Directive →
How many lines in the rows below contain the string "following"? Case counts, and your reply should be the number alone.

══ Information shown

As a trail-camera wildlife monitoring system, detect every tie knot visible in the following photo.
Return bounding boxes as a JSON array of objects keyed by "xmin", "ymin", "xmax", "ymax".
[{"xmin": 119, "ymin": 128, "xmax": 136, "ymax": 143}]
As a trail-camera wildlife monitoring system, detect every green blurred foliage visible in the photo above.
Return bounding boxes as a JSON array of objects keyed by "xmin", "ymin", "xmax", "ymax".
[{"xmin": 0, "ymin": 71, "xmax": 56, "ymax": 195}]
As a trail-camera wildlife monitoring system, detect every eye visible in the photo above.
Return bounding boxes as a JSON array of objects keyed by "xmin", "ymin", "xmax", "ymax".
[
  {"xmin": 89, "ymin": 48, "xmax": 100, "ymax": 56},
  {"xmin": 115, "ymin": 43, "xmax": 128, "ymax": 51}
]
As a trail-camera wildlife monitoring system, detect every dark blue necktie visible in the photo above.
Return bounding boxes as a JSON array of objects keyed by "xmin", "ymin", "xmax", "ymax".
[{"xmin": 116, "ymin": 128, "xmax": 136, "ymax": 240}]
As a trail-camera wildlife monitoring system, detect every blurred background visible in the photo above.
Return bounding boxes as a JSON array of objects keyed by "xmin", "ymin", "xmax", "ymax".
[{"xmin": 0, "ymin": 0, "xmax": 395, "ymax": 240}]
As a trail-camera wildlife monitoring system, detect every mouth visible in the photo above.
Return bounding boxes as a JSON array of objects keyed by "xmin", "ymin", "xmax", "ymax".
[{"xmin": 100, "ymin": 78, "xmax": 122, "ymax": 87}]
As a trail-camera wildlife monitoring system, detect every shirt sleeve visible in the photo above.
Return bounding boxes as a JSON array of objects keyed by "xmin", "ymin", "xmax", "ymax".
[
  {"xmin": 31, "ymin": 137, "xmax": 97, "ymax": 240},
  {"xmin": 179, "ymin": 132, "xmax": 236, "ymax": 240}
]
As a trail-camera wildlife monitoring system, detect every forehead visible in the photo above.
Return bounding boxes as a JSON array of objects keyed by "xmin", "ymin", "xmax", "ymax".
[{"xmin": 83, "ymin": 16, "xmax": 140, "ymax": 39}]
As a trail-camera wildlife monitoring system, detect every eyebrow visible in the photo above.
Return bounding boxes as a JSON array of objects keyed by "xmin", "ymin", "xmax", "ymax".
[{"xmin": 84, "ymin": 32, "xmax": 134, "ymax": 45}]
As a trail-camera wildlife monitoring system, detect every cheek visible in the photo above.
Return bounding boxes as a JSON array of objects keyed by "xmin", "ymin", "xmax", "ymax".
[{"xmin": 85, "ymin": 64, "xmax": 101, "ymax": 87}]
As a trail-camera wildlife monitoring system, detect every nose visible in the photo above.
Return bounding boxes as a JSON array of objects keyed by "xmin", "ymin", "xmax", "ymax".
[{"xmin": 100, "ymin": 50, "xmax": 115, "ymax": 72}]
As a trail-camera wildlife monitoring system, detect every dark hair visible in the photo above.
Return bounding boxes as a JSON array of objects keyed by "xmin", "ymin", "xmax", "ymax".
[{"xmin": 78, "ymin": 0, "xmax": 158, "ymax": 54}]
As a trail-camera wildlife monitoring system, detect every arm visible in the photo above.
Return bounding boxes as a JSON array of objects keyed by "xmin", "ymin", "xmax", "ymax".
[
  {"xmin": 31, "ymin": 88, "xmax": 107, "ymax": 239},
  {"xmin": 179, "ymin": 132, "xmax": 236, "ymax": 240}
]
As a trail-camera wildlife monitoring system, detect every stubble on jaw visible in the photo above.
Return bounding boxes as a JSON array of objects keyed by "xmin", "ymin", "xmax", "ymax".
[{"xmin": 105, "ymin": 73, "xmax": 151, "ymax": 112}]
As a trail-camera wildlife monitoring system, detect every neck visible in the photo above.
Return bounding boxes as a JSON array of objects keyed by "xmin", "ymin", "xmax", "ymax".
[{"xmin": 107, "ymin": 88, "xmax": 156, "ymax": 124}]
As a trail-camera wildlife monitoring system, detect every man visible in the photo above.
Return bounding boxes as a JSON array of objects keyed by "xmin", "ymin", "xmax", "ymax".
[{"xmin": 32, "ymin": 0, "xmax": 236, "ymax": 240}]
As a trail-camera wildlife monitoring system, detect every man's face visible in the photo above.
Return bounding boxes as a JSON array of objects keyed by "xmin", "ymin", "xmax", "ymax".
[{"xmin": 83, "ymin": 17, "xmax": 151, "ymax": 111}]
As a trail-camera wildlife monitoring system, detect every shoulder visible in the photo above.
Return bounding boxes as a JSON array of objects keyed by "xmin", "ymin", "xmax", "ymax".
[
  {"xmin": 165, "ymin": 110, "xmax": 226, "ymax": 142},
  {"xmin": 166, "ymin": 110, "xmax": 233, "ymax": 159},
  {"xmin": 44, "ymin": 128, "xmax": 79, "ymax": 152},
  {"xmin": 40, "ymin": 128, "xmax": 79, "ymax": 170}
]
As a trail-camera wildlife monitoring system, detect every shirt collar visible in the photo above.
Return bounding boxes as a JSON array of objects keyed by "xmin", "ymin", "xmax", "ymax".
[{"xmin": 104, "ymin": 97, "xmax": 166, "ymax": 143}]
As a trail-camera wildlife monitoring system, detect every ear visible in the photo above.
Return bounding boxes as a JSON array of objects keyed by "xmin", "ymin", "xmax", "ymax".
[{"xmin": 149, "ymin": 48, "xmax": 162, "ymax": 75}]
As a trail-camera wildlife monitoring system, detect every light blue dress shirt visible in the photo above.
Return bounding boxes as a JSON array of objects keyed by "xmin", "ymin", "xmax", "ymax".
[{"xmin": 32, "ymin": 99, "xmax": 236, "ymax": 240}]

════
══ Information shown

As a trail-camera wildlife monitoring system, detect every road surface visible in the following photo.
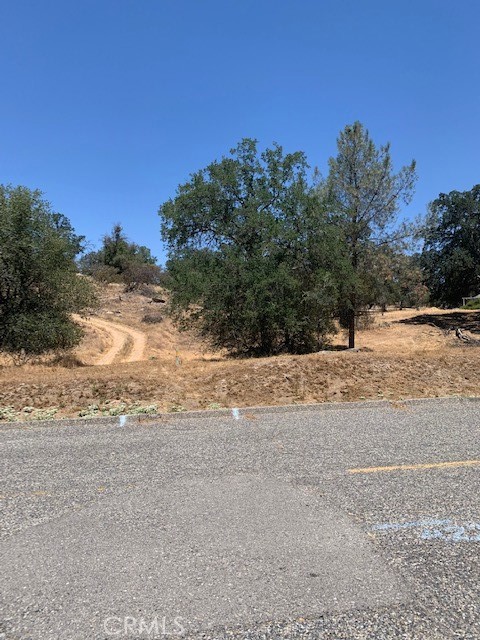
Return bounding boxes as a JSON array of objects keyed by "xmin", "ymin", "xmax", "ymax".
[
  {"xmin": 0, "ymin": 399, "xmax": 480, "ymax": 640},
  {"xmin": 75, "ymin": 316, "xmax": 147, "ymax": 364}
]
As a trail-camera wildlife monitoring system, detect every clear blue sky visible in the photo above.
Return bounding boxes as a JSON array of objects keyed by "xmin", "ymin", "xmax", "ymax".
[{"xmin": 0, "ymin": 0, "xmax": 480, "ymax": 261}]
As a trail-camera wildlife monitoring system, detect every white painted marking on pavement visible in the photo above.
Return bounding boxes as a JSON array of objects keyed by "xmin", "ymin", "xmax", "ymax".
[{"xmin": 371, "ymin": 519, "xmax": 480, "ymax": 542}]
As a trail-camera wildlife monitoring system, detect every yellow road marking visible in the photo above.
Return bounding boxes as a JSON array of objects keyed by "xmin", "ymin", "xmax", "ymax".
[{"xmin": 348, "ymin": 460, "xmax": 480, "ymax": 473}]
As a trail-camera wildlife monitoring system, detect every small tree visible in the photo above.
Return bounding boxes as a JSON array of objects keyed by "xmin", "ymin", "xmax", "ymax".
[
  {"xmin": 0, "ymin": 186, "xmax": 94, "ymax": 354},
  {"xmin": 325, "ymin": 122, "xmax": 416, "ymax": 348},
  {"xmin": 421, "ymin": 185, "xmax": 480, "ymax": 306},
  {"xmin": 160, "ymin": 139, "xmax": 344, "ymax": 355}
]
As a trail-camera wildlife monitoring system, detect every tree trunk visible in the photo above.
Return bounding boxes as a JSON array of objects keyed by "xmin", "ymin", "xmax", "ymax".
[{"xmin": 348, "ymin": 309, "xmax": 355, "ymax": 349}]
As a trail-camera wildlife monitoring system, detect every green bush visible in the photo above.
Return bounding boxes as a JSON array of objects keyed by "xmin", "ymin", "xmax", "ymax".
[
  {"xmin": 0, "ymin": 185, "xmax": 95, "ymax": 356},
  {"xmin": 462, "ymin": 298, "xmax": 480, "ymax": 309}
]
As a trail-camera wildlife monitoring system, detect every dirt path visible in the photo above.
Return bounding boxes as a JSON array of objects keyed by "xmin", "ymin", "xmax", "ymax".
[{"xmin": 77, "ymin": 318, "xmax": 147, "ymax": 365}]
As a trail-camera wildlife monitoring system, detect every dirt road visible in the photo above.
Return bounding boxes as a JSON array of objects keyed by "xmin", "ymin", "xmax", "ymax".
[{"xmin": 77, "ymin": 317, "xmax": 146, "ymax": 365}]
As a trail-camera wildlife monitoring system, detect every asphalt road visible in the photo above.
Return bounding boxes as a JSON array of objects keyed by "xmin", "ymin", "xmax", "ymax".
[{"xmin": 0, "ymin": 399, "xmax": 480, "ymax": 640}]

════

Reply to the exercise →
2